What is asked:
Copy all the data exactly, except the pictures.
## start Records for the exercise
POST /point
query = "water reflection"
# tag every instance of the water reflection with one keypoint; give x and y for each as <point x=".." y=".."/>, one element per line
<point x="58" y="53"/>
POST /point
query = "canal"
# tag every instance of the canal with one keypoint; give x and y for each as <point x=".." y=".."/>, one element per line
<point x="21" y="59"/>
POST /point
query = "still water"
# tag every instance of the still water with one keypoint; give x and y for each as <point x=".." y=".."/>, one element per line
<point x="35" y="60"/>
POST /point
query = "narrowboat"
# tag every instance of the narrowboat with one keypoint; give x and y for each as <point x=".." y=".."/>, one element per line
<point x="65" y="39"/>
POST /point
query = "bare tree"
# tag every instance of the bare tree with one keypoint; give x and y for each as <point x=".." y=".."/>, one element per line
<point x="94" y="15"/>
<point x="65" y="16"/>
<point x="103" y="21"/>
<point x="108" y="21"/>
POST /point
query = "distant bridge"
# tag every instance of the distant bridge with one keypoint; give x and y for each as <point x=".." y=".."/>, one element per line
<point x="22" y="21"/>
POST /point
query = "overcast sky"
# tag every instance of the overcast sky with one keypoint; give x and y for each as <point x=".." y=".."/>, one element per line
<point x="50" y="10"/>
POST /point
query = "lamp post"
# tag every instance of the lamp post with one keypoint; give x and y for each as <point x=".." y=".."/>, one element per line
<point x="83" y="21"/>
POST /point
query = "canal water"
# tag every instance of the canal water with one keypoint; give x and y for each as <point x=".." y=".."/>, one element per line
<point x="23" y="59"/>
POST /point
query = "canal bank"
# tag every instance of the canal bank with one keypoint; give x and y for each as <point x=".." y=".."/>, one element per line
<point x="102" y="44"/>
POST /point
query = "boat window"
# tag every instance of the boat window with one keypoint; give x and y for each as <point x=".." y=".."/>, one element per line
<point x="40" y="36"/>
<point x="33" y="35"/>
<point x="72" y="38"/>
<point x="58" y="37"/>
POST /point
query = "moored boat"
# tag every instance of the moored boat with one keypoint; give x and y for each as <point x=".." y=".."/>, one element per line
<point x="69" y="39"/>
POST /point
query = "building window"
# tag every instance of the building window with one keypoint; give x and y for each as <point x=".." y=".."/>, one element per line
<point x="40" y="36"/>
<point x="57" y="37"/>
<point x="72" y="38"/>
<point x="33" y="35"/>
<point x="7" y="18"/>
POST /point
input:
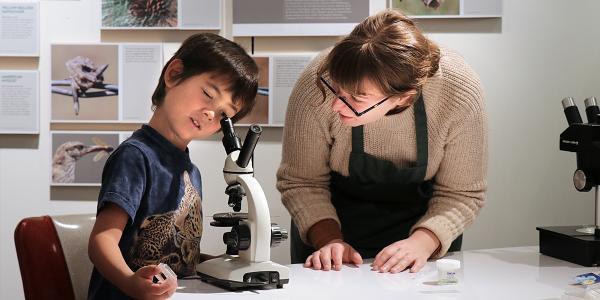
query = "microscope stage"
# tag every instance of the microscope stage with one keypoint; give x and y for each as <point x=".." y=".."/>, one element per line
<point x="566" y="243"/>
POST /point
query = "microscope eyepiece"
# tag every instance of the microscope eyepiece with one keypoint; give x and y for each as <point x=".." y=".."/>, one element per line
<point x="571" y="111"/>
<point x="591" y="110"/>
<point x="249" y="144"/>
<point x="231" y="141"/>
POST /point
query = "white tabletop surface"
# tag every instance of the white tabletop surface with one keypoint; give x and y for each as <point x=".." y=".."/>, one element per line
<point x="504" y="273"/>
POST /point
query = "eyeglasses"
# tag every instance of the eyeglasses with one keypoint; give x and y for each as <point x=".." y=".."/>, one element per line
<point x="343" y="99"/>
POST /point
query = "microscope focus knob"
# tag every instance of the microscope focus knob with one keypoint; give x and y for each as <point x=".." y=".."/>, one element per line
<point x="581" y="181"/>
<point x="278" y="235"/>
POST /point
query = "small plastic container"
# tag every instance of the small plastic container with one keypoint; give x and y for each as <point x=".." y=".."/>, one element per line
<point x="166" y="273"/>
<point x="447" y="270"/>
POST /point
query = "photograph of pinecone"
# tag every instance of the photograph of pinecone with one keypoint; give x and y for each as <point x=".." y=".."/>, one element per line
<point x="139" y="13"/>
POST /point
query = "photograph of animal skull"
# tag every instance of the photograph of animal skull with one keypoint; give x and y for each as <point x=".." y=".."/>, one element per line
<point x="78" y="158"/>
<point x="85" y="82"/>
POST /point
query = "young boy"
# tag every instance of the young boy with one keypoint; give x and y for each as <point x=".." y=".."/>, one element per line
<point x="149" y="207"/>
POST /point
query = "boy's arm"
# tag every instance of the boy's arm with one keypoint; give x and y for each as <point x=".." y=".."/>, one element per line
<point x="104" y="252"/>
<point x="103" y="247"/>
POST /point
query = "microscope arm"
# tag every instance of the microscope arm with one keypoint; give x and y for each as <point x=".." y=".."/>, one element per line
<point x="259" y="220"/>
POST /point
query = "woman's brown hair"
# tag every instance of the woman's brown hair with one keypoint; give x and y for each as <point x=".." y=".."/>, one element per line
<point x="386" y="48"/>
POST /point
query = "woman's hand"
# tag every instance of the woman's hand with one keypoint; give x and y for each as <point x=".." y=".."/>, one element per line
<point x="336" y="252"/>
<point x="142" y="287"/>
<point x="413" y="251"/>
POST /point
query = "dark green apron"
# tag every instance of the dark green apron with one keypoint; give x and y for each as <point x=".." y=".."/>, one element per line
<point x="378" y="203"/>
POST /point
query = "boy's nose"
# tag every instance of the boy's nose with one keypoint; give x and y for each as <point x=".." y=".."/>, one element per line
<point x="337" y="105"/>
<point x="209" y="115"/>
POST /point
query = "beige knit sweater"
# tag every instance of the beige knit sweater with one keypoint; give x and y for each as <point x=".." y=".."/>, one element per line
<point x="315" y="142"/>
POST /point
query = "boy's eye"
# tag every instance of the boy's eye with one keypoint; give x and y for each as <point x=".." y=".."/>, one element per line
<point x="207" y="94"/>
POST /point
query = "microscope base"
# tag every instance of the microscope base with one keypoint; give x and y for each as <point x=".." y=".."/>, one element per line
<point x="232" y="273"/>
<point x="566" y="243"/>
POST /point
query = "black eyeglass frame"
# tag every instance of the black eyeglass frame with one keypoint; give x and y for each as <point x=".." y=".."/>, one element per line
<point x="343" y="99"/>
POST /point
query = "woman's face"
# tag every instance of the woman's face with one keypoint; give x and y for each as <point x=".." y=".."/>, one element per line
<point x="368" y="96"/>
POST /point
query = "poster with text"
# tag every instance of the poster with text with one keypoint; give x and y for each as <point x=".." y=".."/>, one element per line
<point x="140" y="65"/>
<point x="260" y="112"/>
<point x="285" y="69"/>
<point x="78" y="158"/>
<point x="19" y="29"/>
<point x="19" y="102"/>
<point x="297" y="17"/>
<point x="161" y="14"/>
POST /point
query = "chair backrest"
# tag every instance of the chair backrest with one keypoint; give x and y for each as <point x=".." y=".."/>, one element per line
<point x="52" y="254"/>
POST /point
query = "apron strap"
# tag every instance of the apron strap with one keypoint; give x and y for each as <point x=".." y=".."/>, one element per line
<point x="357" y="139"/>
<point x="421" y="134"/>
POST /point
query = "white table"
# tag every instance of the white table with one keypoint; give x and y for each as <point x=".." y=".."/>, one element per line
<point x="504" y="273"/>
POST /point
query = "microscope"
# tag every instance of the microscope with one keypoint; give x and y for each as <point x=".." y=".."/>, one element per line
<point x="579" y="244"/>
<point x="246" y="263"/>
## end Records for the exercise
Solved exercise:
POST /point
query = "water reflection"
# tag every instance of the water reflection with one keypoint; give x and y for each as <point x=".." y=".."/>, one element per line
<point x="58" y="53"/>
POST /point
query = "canal"
# tag every instance of the canal with one keypoint; give x and y for each as <point x=".." y=".."/>, one element per line
<point x="21" y="59"/>
POST /point
query = "still water"
# tag every instance of the still water with one keypoint; give x and y for each as <point x=".." y=".."/>, one element per line
<point x="35" y="60"/>
POST /point
query = "narrowboat"
# tag every instance of the narrowboat with one keypoint; give x and y for each as <point x=".." y=".."/>, one element per line
<point x="65" y="39"/>
POST /point
query = "bare tree"
# tag every instance of the bare tree with one keypoint; give x and y for each as <point x=".." y=".."/>, one element per line
<point x="94" y="15"/>
<point x="65" y="16"/>
<point x="103" y="21"/>
<point x="108" y="21"/>
POST /point
query = "distant bridge"
# tag every instance of the distant bridge with one keypoint; give x and y for each as <point x=".." y=".."/>, one element per line
<point x="22" y="21"/>
POST /point
query = "overcast sky"
# tag every instance of the overcast sky with one keypoint; give x and y for each as <point x=".." y=".."/>, one element per line
<point x="50" y="10"/>
POST /point
query = "lamp post"
# tag every instance of the lamp post with one keypoint; give x and y for each as <point x=".." y=".."/>, one element per line
<point x="83" y="21"/>
POST /point
query = "canal water"
# tag every instance of the canal water with one keypoint; give x and y for each as <point x=".." y=".."/>, one element per line
<point x="23" y="59"/>
POST /point
query = "canal bank"
# tag every instance of the canal bank with one keypoint; give x and y for each as <point x=".." y=".."/>, one element per line
<point x="102" y="44"/>
POST /point
query = "boat window"
# tag every instance of the boat window with one keypoint; give x and y for each as <point x=".." y=".."/>, one element per line
<point x="40" y="36"/>
<point x="33" y="35"/>
<point x="72" y="38"/>
<point x="58" y="37"/>
POST /point
query = "moored boat"
# tag every instance of the moored boat with one keypoint; give x and y for each as <point x=".." y=".."/>, one element per line
<point x="69" y="39"/>
POST /point
query = "building window"
# tag every instance of the building window with one keypoint; give x and y for each as <point x=".." y=".."/>, one element per line
<point x="40" y="36"/>
<point x="57" y="37"/>
<point x="72" y="38"/>
<point x="33" y="35"/>
<point x="7" y="18"/>
POST /point
input:
query = "microscope stage"
# tag every instance of the microscope stage with one keypoint; give x and y for each as <point x=".." y=".."/>, one element per line
<point x="566" y="243"/>
POST /point
query = "microscope eyepiece"
# tag every instance of the microscope eyepiece with one keypoint; give x and y for each as <point x=".." y=".."/>, one element per line
<point x="571" y="111"/>
<point x="591" y="110"/>
<point x="249" y="144"/>
<point x="231" y="141"/>
POST /point
query = "white tabletop surface"
# tag every instance of the white tabletop surface with one keypoint; give x and y for each as <point x=".." y=".."/>, one element per line
<point x="504" y="273"/>
POST /point
query = "eyeglasses"
# tag every instance of the eyeglasses with one keypoint; give x and y for each as <point x=".." y=".."/>, one element per line
<point x="343" y="99"/>
POST /point
query = "microscope focus knob"
# tag every instance of the microscope focus knob with one keypoint; give x and y for each as <point x=".." y=".."/>, one element per line
<point x="581" y="181"/>
<point x="278" y="235"/>
POST /point
query = "small plastic container"
# tag every instance of the small plastic container with one keypoint; give x and y for each as <point x=".." y=".."/>, one element per line
<point x="166" y="273"/>
<point x="447" y="270"/>
POST /point
query = "photograph of pinecone"
# tag every instance of the photograph of pinecone with one keypoint; give x and y for each as <point x=".." y=".."/>, one element per line
<point x="139" y="13"/>
POST /point
query = "photograph of animal skull"
# tag every instance of the photograph of animal skull with one keypoint; give x and y for each as <point x=".." y=".."/>, one element per line
<point x="78" y="158"/>
<point x="85" y="82"/>
POST /point
query = "young boy"
# tag every instance of the young boy with one keypoint; give x and y for each as <point x=".." y=".."/>, one element per line
<point x="149" y="207"/>
POST /point
query = "boy's arm"
# tag every instance of the boy's arm with one keypoint; give x and y for each as <point x=".." y=".."/>, one element per line
<point x="104" y="252"/>
<point x="103" y="247"/>
POST /point
query = "microscope arm"
# tag every instance of the microscope arm with one keypoint; give x and y for each as <point x=".." y=".."/>, one element per line
<point x="259" y="220"/>
POST /point
query = "woman's brown hair"
# tag every instance of the woman's brown hair with one keypoint; give x and y for each as <point x=".." y=".."/>, one element per line
<point x="386" y="48"/>
POST /point
query = "woman's hand"
# tag every instance of the woman's hand with one keypoint; give x and y for each as <point x=".." y=".."/>, one element per line
<point x="336" y="252"/>
<point x="142" y="287"/>
<point x="413" y="251"/>
POST /point
query = "dark green apron"
# tag every instance of the dark green apron with one keypoint; give x and y for each as <point x=".." y=".."/>, one element per line
<point x="378" y="203"/>
POST /point
query = "boy's nose"
# tag every instance of the boy's nose with one keypoint; give x and y for each as <point x=".." y=".."/>, one element per line
<point x="337" y="105"/>
<point x="209" y="115"/>
POST /point
query = "beige knit sweater"
# tag every instance of the beige knit sweater with one keypoint; give x and y for each as <point x=".." y=".."/>, one element per line
<point x="315" y="142"/>
POST /point
query = "boy's eye"
# tag every instance of the boy's eye with one keypoint; give x and y for each as <point x=".." y=".."/>, one element per line
<point x="207" y="94"/>
POST /point
query = "microscope base"
# tag every instance of the microscope base with one keypoint; give x and y for each as <point x=".." y=".."/>, one element per line
<point x="232" y="273"/>
<point x="566" y="243"/>
POST /point
query = "black eyeglass frame"
# tag every instance of the black eyeglass frame with one keypoint; give x and y for each as <point x=".." y=".."/>, one element per line
<point x="343" y="99"/>
POST /point
query = "woman's face"
# tag every instance of the woman's face with one keypoint; give x and y for each as <point x=".." y=".."/>, one element per line
<point x="368" y="96"/>
POST /point
query = "poster with text"
# tag every instance of the poster with text with one keypoint; give x and y for each as <point x=".." y=".."/>, one element per line
<point x="140" y="65"/>
<point x="260" y="112"/>
<point x="285" y="69"/>
<point x="78" y="158"/>
<point x="19" y="29"/>
<point x="19" y="102"/>
<point x="297" y="17"/>
<point x="161" y="14"/>
POST /point
query = "chair backrest"
# tag every instance of the chair backrest with one keypoint; give x and y for each as <point x=".." y=".."/>, one element per line
<point x="52" y="254"/>
POST /point
query = "apron strap"
# tag every instance of the apron strap with one keypoint; give x and y for each as <point x=".." y=".."/>, one element per line
<point x="357" y="139"/>
<point x="421" y="134"/>
POST /point
query = "white table"
# tag every instance of the white table with one keypoint; give x and y for each as <point x=".." y=".."/>, one element per line
<point x="504" y="273"/>
POST /point
query = "microscope"
# tag every instance of the microscope with one keypoint; give x and y for each as <point x=".." y=".."/>, one element per line
<point x="579" y="244"/>
<point x="246" y="263"/>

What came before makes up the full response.